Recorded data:
╭──
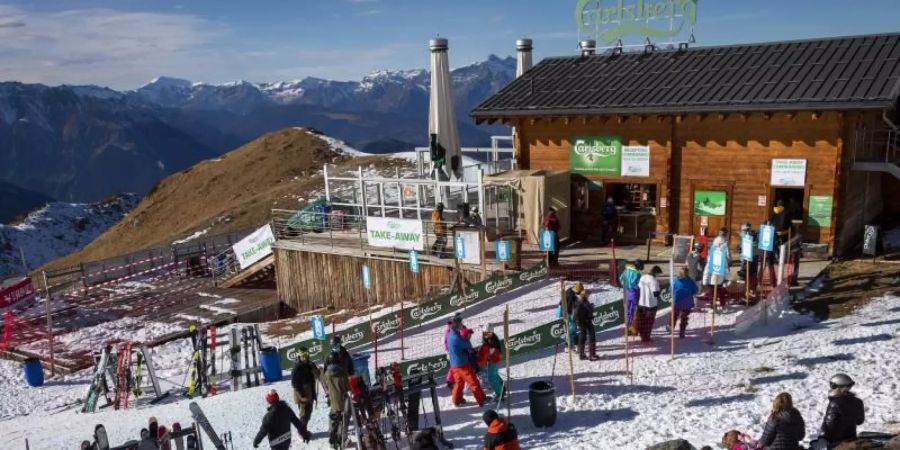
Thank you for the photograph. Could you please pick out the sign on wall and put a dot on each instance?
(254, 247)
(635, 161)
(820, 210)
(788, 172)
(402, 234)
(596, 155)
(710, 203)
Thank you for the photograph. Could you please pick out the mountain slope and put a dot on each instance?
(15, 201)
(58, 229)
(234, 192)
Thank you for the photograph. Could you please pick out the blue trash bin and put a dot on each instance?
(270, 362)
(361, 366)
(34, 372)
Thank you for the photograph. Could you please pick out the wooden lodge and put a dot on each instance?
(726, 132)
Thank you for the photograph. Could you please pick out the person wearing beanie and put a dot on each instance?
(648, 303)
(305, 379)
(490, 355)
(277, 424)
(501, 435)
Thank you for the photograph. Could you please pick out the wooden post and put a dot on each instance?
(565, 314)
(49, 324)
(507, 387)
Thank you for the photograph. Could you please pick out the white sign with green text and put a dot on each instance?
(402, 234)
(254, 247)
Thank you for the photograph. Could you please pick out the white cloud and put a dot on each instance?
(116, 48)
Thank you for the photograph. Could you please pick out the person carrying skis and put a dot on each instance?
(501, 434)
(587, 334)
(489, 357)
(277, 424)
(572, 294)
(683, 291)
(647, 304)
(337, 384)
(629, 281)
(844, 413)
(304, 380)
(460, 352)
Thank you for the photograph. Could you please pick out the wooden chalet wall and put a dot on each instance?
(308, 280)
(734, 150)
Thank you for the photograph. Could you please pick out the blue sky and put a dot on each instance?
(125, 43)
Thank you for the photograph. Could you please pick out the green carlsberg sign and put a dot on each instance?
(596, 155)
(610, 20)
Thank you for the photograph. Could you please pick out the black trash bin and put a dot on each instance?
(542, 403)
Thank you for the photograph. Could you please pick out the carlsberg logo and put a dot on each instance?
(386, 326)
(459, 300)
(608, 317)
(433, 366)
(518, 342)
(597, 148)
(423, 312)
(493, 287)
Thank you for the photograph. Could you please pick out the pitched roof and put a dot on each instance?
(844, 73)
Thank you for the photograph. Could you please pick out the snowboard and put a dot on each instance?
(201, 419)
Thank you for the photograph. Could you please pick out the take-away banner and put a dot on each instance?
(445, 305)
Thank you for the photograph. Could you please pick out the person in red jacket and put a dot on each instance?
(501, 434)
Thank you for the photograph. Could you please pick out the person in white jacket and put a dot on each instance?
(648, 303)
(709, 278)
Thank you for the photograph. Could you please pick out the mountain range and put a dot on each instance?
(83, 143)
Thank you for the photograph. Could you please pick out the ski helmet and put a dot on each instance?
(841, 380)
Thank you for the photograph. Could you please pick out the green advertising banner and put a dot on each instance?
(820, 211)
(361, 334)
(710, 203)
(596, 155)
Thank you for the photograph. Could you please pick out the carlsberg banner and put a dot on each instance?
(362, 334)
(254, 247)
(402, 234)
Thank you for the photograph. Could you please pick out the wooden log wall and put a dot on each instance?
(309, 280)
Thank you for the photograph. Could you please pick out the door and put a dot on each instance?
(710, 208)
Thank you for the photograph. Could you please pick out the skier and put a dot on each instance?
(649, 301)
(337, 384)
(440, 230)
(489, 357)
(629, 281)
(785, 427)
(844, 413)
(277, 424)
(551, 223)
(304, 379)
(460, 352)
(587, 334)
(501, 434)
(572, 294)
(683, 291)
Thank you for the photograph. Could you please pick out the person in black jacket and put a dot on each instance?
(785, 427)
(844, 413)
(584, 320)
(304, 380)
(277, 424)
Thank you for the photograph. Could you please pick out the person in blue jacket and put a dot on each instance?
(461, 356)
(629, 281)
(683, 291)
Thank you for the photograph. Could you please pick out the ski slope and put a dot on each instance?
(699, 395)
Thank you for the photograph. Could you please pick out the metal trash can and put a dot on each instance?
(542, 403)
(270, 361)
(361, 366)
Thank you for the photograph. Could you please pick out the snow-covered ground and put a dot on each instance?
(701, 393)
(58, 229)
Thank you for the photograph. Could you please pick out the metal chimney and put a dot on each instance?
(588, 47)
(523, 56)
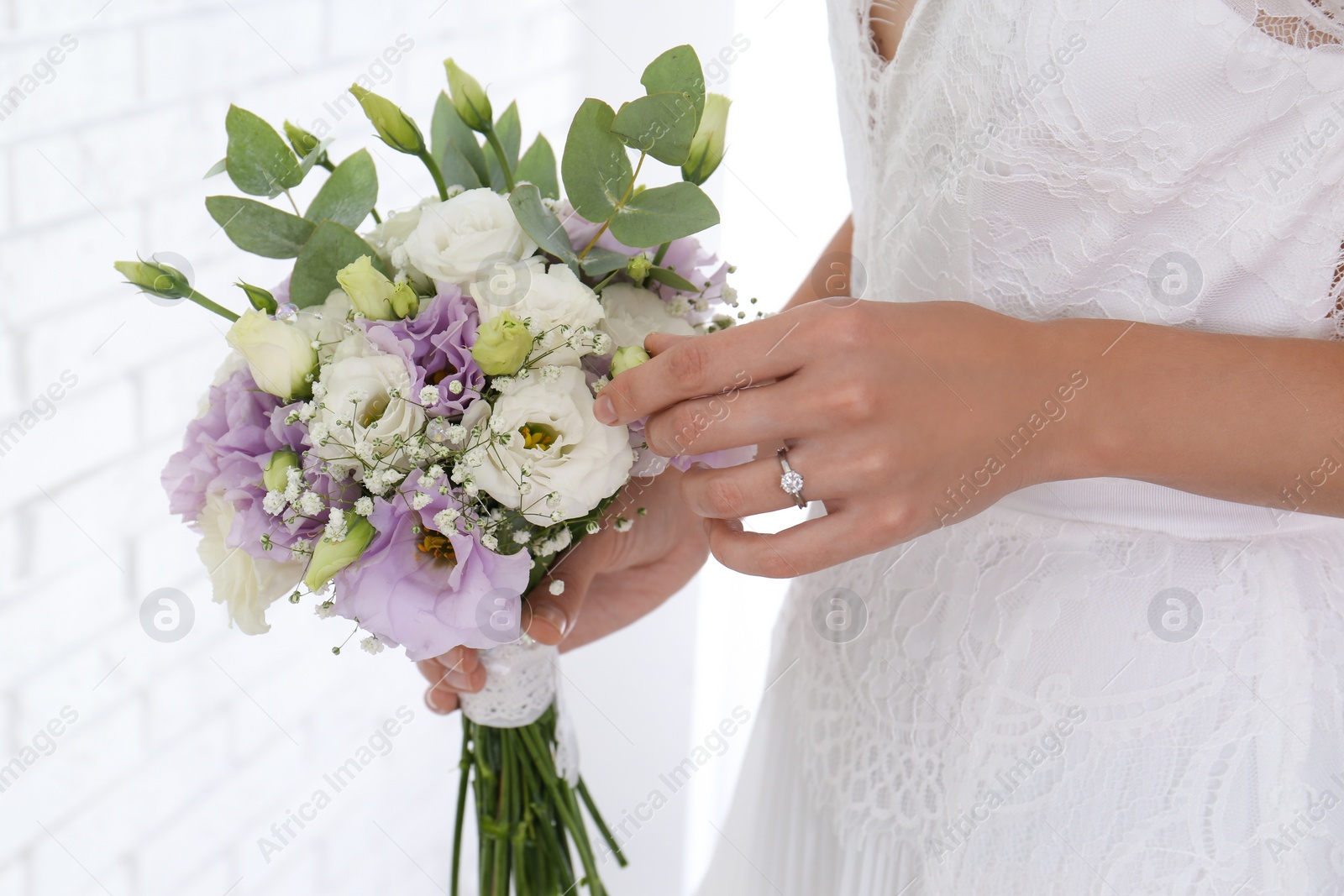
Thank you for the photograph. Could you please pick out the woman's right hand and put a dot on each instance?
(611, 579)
╰──
To do -
Word for word, write out each of the records, but not the pictures.

Task response -
Thank you for the photograph. Could you please pick out the sign on wall and put a dot on each instance?
(254, 247)
(635, 161)
(820, 210)
(788, 172)
(402, 234)
(596, 155)
(710, 203)
Thank you for the photograph. Could you please pick out the mountain slope and put a dot on each instance?
(15, 201)
(58, 229)
(234, 192)
Thank you for the photograph. Could you please pick out the blue trash bin and put a dot on each instance?
(270, 362)
(361, 366)
(34, 372)
Thank you for the photograph. Could you please pick out the wooden lodge and put a dot on each instance?
(726, 132)
Thank you for the photograph. Could you please pick out the person wearing beanie and put a dot on each instance?
(648, 303)
(305, 379)
(490, 355)
(277, 424)
(501, 435)
Thank you for the photograph. Could you please pick out the wooden post and put a dot on each instance?
(565, 314)
(49, 324)
(507, 387)
Thank you for the photograph. Could you please pick out the white sign with green text and put a dot on each instance?
(402, 234)
(254, 247)
Thank you for the photograph. Could you please pick out the white cloud and put a dot on each instance?
(116, 48)
Thank you for the photograph. Could you please pick out the person carrying skis and put a dot on each instance?
(501, 434)
(587, 334)
(489, 357)
(277, 424)
(572, 294)
(683, 291)
(647, 304)
(337, 384)
(629, 281)
(844, 413)
(304, 380)
(460, 352)
Thank you for the photograph. Could you please pick out the wooden chalet wall and put a dot on each instance?
(308, 280)
(734, 150)
Thank you for the photograph. Could you please pick out the blue sky and put a dot on each instance?
(125, 43)
Thank you for the photograph. Could you please pick out the green carlsberg sign and put a dot on each instance?
(596, 155)
(610, 20)
Thank you for the photograph. Could you please pick out the black trash bin and put a dot on each instance?
(542, 403)
Thank you for the photograph. Could you please pick out the carlsberg logo and put a dot on each instance?
(386, 326)
(459, 300)
(608, 317)
(433, 366)
(518, 342)
(597, 148)
(423, 312)
(493, 287)
Thank you for the photograph. Could you please pick out the pitched roof and put a dot on each instance?
(844, 73)
Thank you for the photograph. Could you please pick out the snowboard and put a dot on each instance?
(201, 419)
Thank you for the photograph. Could you please pick out the take-away banner and put a dot on each instance?
(445, 305)
Thank you for the photograph. Could you please pick out the person in red jacket and put a dot on each instance?
(501, 434)
Thank you for the photograph. Could you please pick out the person in white jacket and put a dot on each instance?
(648, 303)
(709, 278)
Thank you for the photograph. Could you please pick out the mountain range and put a dot on each instance?
(83, 143)
Thank you for the photograph. Could you please pick out the ski helmet and put a dot on each instance?
(841, 380)
Thank you for the photograph. Could you please pick out the green advertising banner and put a dot on each instance?
(820, 211)
(361, 334)
(710, 203)
(596, 155)
Thank you for the photograph. Could you please pick out the carlsberg banner and put a dot on each instance?
(362, 334)
(254, 247)
(402, 234)
Thank you for the photograph. Could you please pick out the wooden log wall and put a dot on each instance?
(309, 280)
Thank you for the photograph. Could you please pick out the door and put a dot on each instance?
(710, 208)
Thank you for the photograph. Could you please pick out the skier and put a dot on each instance?
(649, 301)
(337, 384)
(440, 230)
(489, 357)
(629, 281)
(785, 427)
(844, 413)
(277, 424)
(551, 223)
(304, 379)
(460, 352)
(587, 334)
(501, 434)
(572, 294)
(683, 291)
Thank you for the photograph. Could you please pick out the person in black jacket and put a dot on each instance?
(785, 427)
(844, 413)
(584, 320)
(304, 380)
(277, 424)
Thank you for the photograph. Could you please pick out the person in blue jacket and put a dot on each instance?
(461, 356)
(629, 281)
(683, 291)
Thank you for the photograph. Could you please pick out the ski slope and put a dot on each instance?
(699, 395)
Thank you for the photograph. Could you please pick out the metal trash can and put a dot on each instance?
(542, 403)
(270, 361)
(361, 366)
Thank you for the photograph. Could you please pick out the snow-covered ground and put a dot on each instance?
(701, 393)
(58, 229)
Thank you for the photograph. Could you please pick out the metal chimney and put a dot on each instance?
(588, 47)
(523, 56)
Thank you for the photograph. Could you please pick out the woman's right hand and put a dot on each instance?
(611, 579)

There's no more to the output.